# Task set
1 – In the book review, where did the author invite some of her interviewees to breakfast?
2 – Reproduce the part of the book review starting with "Behaving Badly is" and going on through "cross-cultural, and historical.".

In an introductory note to the readers of Behaving Badly: The New Morality in Politics, Sex, and Business, author Eden Collinsworth, a former business executive and media consultant, cautions that she “is not an ethicist or a social scientist and this is not an academic debate on the topic of morality but an adventurous search for its modern-day relevance.” That’s a fair warning. The book is indeed adventurous. As a casual reader, I found it lively and entertaining. But as a social scientist, I was disappointed.
Behaving Badly is Collinsworth’s romp through moral issues in domains such as cheating, lying, killing people, making vast sums of money, programming robots, ordering drone strikes, attempting to defy mortality, using sex to sell celebrities, and creating and designing babies with ever more sophisticated technologies. The work is wide-ranging: interdisciplinary, cross-cultural, and historical.
At the core of the book are accounts of interviews the author conducted with quite an assortment of different people. Sometimes she traveled to different continents to interview them; other times she invited them to breakfast at her London apartment. Among the people she interviewed were a convicted murderer, a neuroscientist, the editor of the Financial Times (about miscreants in the financial sector), Candace Bushnell (of Sex and the City fame), Margaret Atwood, the founder of Ashley Madison (tag line: “Life is short. Have an affair.”), a whistleblower, a trend spotter, a woman who provided security for prominent people with targets on their backs, a political leader from Kenya who was imprisoned multiple times for his advocacy of human rights, an escapee from a concentration camp, a pop star from Turkey, an artist with a focus on celebrities, a game designer, and several military leaders.

# Data entries
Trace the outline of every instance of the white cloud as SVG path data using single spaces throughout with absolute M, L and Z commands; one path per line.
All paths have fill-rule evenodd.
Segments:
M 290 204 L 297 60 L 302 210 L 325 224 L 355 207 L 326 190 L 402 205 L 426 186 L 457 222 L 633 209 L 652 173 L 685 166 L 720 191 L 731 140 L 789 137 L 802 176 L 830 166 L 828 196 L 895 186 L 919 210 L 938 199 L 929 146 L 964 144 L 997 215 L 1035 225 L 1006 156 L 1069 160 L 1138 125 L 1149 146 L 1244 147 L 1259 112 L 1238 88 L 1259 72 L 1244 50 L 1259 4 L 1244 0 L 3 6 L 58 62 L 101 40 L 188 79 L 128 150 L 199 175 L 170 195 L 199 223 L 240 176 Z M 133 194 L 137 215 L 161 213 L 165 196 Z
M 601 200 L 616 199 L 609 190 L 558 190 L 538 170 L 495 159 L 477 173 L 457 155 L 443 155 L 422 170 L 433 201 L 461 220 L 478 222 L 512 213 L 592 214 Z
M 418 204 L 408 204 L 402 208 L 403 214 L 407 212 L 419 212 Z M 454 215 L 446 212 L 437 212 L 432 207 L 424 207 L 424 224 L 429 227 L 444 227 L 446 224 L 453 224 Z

# Results by task
1 – Her London apartment.

2 –
Behaving Badly is Collinsworth’s romp through moral issues in domains such as cheating, lying, killing people, making vast sums of money, programming robots, ordering drone strikes, attempting to defy mortality, using sex to sell celebrities, and creating and designing babies with ever more sophisticated technologies. The work is wide-ranging: interdisciplinary, cross-cultural, and historical.